• _Work instructions_: Reproduce exactly the lines from the one containing "Task: set one pin on each instance of the foam" through the last line of the records below, both included, and nothing else.

Items from a dataset
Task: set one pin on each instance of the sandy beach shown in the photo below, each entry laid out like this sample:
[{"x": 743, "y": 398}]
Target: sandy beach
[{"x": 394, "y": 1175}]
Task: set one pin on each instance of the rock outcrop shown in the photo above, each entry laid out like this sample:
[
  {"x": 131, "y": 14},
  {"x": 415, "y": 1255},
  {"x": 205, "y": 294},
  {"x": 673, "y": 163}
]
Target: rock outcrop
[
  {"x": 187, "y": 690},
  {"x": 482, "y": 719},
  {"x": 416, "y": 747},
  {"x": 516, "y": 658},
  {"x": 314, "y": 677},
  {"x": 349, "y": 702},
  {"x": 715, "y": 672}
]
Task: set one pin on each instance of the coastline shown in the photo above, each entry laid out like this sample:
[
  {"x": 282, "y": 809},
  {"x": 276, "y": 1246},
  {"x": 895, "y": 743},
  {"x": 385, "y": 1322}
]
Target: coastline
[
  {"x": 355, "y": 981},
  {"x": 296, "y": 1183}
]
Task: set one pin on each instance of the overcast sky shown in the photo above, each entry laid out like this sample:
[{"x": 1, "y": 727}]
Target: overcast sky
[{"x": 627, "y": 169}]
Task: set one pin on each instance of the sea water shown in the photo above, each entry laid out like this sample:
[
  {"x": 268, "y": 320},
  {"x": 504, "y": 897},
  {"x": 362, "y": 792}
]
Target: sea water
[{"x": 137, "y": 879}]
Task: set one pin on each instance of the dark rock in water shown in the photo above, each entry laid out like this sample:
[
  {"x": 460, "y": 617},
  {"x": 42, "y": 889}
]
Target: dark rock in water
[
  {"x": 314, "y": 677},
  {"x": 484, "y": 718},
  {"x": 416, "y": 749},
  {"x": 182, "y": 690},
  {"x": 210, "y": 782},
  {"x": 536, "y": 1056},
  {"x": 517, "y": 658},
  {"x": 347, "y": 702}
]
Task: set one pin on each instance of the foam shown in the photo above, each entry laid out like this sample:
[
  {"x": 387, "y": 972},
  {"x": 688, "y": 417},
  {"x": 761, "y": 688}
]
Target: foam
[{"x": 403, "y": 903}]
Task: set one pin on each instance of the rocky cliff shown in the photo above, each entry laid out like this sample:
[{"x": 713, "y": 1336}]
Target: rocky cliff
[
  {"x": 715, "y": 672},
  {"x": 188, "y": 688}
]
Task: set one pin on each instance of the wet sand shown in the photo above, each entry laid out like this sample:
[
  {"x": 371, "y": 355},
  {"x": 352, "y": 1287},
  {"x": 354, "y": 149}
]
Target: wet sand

• _Output of the exercise_:
Task: set one pin on each instance of the foam shown in the photo above, each entry laid out like this sample:
[
  {"x": 387, "y": 972},
  {"x": 688, "y": 417},
  {"x": 761, "y": 688}
]
Target: foam
[{"x": 403, "y": 903}]
Task: set one pin on each instance of the rocky cliff shown in the photo above, each entry laid out like this sample:
[{"x": 713, "y": 1336}]
Target: rocky cliff
[
  {"x": 715, "y": 672},
  {"x": 188, "y": 688}
]
Task: set one pin on each instance of the wet sand shown in the photo above, each entry laid out like this sample:
[
  {"x": 371, "y": 355},
  {"x": 352, "y": 1287},
  {"x": 354, "y": 149}
]
Target: wet sand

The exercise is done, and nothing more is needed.